> _Object point labels_:
--- --- ---

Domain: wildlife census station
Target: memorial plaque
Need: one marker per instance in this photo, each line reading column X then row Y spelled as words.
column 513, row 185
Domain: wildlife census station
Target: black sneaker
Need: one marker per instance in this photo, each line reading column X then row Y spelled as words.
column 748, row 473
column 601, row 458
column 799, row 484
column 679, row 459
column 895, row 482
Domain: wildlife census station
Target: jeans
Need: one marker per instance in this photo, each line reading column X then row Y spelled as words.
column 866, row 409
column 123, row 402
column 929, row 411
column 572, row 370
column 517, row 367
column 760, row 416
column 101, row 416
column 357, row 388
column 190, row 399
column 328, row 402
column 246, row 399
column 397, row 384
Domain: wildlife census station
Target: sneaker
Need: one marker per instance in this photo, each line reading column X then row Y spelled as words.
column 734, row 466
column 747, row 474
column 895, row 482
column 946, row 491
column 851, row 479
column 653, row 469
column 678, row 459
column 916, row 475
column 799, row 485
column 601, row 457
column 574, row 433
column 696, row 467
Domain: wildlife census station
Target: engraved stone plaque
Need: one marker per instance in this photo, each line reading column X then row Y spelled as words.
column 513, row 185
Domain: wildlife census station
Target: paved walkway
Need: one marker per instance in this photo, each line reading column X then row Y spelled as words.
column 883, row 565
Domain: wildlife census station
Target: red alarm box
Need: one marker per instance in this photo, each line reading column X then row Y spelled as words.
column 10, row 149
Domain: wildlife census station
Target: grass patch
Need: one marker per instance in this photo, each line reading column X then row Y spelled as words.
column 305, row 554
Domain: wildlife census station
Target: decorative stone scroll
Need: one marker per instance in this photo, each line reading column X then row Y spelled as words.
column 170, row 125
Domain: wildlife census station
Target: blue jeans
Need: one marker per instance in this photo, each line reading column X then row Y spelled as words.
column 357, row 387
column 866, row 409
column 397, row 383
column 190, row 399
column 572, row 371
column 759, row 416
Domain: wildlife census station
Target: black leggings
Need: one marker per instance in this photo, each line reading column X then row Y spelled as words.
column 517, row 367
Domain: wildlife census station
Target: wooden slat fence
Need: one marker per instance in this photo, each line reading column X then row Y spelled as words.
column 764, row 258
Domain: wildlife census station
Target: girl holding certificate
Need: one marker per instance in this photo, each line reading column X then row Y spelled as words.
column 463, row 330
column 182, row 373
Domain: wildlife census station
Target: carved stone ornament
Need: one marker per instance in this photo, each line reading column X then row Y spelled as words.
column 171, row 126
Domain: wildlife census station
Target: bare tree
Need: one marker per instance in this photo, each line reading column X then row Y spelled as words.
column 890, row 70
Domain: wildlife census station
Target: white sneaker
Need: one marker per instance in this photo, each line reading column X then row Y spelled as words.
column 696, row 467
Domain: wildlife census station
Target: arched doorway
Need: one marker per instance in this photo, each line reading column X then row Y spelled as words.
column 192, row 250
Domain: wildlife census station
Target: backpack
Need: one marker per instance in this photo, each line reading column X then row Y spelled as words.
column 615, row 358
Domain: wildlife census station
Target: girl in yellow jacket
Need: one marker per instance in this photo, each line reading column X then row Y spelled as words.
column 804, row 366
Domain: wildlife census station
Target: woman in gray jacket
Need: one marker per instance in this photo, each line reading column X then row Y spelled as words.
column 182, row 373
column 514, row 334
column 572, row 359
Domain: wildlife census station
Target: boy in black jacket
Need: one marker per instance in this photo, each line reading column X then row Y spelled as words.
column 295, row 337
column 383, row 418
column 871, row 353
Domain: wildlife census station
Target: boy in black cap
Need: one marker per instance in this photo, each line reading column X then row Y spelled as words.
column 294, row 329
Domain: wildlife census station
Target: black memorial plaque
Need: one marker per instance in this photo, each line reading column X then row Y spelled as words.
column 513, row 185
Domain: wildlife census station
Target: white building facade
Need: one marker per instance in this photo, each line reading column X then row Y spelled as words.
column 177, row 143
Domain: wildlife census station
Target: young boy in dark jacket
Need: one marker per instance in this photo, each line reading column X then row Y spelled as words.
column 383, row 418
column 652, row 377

--- --- ---

> _Task statement_: Every entry above needs to be quoted exactly.

> _Answer below_:
Domain: wildlife census station
Target: memorial plaque
Need: one marker per instance in this photo, each line reading column X then row Y spelled as words.
column 513, row 185
Domain: wildlife census station
Target: black sneaker
Need: one marker per instance in this photo, each line reading column X then row Y spelled as words.
column 748, row 473
column 601, row 458
column 799, row 484
column 679, row 459
column 895, row 482
Domain: wildlife census station
Target: jeans
Need: one marker per instance in this photo, each line reading column X then row Y spelled as words.
column 866, row 409
column 123, row 402
column 929, row 411
column 572, row 370
column 517, row 367
column 760, row 416
column 101, row 416
column 357, row 388
column 190, row 399
column 328, row 402
column 246, row 399
column 397, row 384
Domain: wildlife census station
Target: sneaker
Need: one marker per instance in this photo, each line reading column X then row Y spelled as words.
column 734, row 466
column 747, row 474
column 895, row 482
column 946, row 491
column 851, row 479
column 653, row 469
column 678, row 459
column 916, row 475
column 799, row 485
column 601, row 457
column 574, row 433
column 696, row 467
Domain: wildlife census station
Target: engraved stone plaque
Need: one marker per instance in this photo, each line reading column X then row Y spelled as words.
column 513, row 185
Domain: wildlife census station
Target: paved walkway
Need: one marker per instance in this photo, each line reading column X then row Y spelled as words.
column 883, row 565
Domain: wildlife census station
Target: red alarm box
Need: one marker per instance in this photo, each line reading column X then row Y spelled as words.
column 10, row 149
Domain: wildlife census station
Target: grass patch
Need: one marker per instance in this photo, each line reading column X then row Y spelled as words.
column 305, row 554
Domain: wildlife census station
Target: decorative stone scroll
Need: one marker per instance in this photo, each line reading column X then row Y spelled as words.
column 170, row 125
Domain: wildlife census station
Target: blue jeans
Need: one marker per instance in this photo, each line reading column X then row Y spelled as words.
column 357, row 387
column 866, row 409
column 397, row 383
column 190, row 399
column 572, row 371
column 759, row 416
Domain: wildlife census station
Target: black leggings
Need: one marker per instance in this photo, each line reading column X then row Y spelled as words.
column 517, row 367
Domain: wildlife census station
Target: wooden slat fence
Need: one marker per instance in this photo, each line reading column X then row Y spelled as words.
column 764, row 258
Domain: wildlife census station
Target: girl holding certificate
Need: one marker per instance in this photo, each line reading column X then row Y spelled as words.
column 463, row 330
column 182, row 373
Domain: wildlife census station
Target: carved stone ornament
Need: one marker per instance in this photo, each line reading column X then row Y spelled as words.
column 171, row 126
Domain: wildlife census station
Target: bare tree
Need: one marker per instance in this photo, each line reading column X then row Y spelled as words.
column 890, row 70
Domain: wildlife census station
Target: white sneaker
Need: one marker per instance in this photo, each line reading column X then row Y spelled as words.
column 696, row 467
Domain: wildlife census station
Target: arched doorway
Need: one marker per instance in this photo, each line reading column X then row Y spelled as words.
column 192, row 250
Domain: wildlife census station
Target: backpack
Need: one marker per instance in this photo, each line reading column X then row Y spelled as words.
column 615, row 358
Domain: wildlife census station
Target: girl in yellow jacket
Need: one marker per instance in this photo, each line reading column X then row Y spelled as words.
column 804, row 366
Domain: wildlife census station
Target: woman in gray jacket
Need: one marker per instance in this photo, each line reading column X then row Y spelled as words.
column 182, row 373
column 514, row 334
column 572, row 359
Domain: wildlife census station
Target: boy in black jacket
Need: one marker per instance in this photo, each line reading column X then row Y spelled as words.
column 295, row 337
column 383, row 418
column 871, row 353
Domain: wildlife census station
Target: boy in black cap
Need: one marker per instance in this photo, each line reading column X then row Y spelled as words.
column 294, row 329
Domain: wildlife census station
Target: black memorial plaque
Need: one marker per instance in this photo, each line reading column X then row Y spelled as words.
column 513, row 185
Domain: wildlife census station
Target: white building facade
Need: one marker per instance in this photo, each line reading column X then row Y spelled as words.
column 177, row 143
Domain: wildlife census station
Target: young boy in dark jacket
Need: one marker per instance in this photo, each line reading column X then row Y spelled as words.
column 383, row 418
column 652, row 377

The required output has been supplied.